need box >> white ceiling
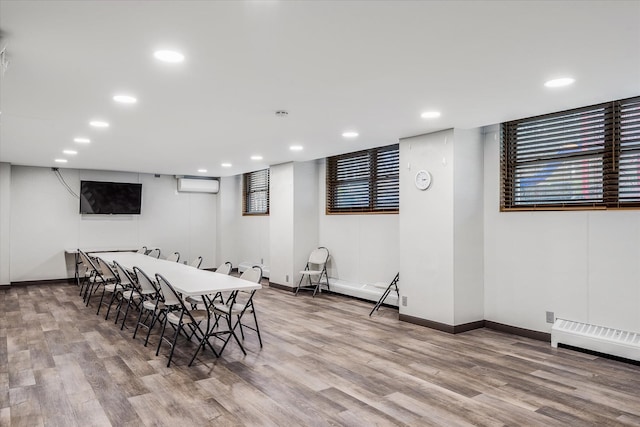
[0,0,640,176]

******

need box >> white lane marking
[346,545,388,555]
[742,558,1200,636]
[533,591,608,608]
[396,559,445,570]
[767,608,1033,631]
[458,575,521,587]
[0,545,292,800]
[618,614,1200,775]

******

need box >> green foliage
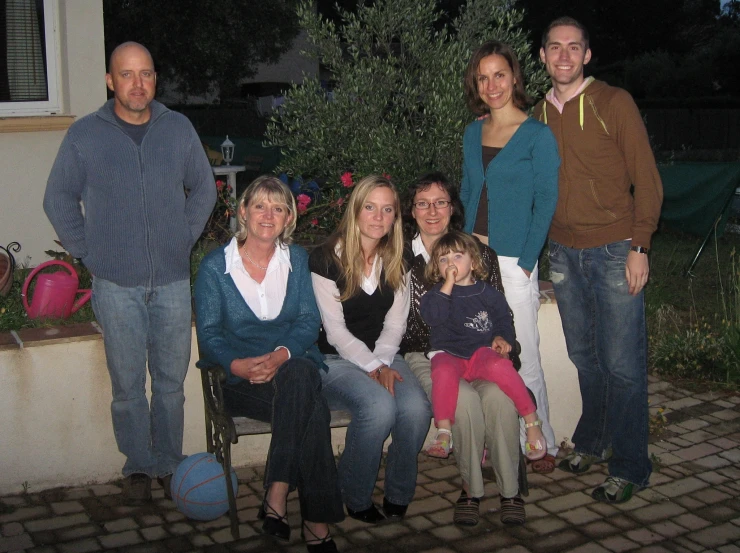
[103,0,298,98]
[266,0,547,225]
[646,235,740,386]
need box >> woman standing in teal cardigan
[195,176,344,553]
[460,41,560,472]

******

Select every line in the records above that contains the string "white". Case counts.

need box >> white ceiling
need box >> white lane marking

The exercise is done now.